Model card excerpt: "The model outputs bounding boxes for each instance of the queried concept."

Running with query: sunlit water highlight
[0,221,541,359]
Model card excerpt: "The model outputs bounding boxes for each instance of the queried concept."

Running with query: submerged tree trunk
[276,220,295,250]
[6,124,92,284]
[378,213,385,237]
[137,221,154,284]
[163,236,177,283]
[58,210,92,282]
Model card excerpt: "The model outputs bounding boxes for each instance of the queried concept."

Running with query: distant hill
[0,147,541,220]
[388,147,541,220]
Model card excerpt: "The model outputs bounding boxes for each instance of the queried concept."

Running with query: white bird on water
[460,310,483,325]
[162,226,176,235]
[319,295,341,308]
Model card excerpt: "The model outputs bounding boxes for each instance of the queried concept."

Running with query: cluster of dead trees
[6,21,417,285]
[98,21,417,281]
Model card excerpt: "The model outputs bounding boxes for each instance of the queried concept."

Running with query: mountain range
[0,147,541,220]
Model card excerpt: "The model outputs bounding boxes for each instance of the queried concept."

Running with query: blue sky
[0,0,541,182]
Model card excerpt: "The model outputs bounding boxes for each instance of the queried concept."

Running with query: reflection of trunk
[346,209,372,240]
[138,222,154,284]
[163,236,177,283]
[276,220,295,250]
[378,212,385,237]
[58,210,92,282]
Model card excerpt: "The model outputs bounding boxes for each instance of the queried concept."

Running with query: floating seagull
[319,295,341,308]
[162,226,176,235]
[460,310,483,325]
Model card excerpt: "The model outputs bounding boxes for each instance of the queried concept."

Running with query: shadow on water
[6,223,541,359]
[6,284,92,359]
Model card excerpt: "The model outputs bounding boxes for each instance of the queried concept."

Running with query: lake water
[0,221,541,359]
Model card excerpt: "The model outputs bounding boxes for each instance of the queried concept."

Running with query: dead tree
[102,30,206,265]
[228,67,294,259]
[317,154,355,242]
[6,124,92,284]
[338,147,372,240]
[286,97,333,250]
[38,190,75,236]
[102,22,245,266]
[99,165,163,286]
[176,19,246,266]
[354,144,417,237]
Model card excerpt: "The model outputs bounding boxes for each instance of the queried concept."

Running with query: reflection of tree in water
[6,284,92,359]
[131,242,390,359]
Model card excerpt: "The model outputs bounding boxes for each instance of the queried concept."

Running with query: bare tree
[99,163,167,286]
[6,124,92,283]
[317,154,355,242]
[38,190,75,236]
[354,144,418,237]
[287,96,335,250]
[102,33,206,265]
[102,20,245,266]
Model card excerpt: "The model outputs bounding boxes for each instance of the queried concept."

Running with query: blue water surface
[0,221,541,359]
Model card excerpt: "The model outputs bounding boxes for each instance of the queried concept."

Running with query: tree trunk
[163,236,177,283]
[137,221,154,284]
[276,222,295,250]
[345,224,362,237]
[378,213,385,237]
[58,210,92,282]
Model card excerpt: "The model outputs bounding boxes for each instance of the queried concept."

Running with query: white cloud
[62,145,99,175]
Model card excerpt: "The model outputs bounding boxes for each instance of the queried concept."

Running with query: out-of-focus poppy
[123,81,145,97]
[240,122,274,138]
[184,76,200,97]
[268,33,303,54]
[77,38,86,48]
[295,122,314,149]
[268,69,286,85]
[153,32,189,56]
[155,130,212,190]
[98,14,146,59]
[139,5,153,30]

==*==

== Short problem ==
Gather every line from the entries above that contains the word "white".

== Finished task ==
Running with query: white bird on water
Running with query: white cloud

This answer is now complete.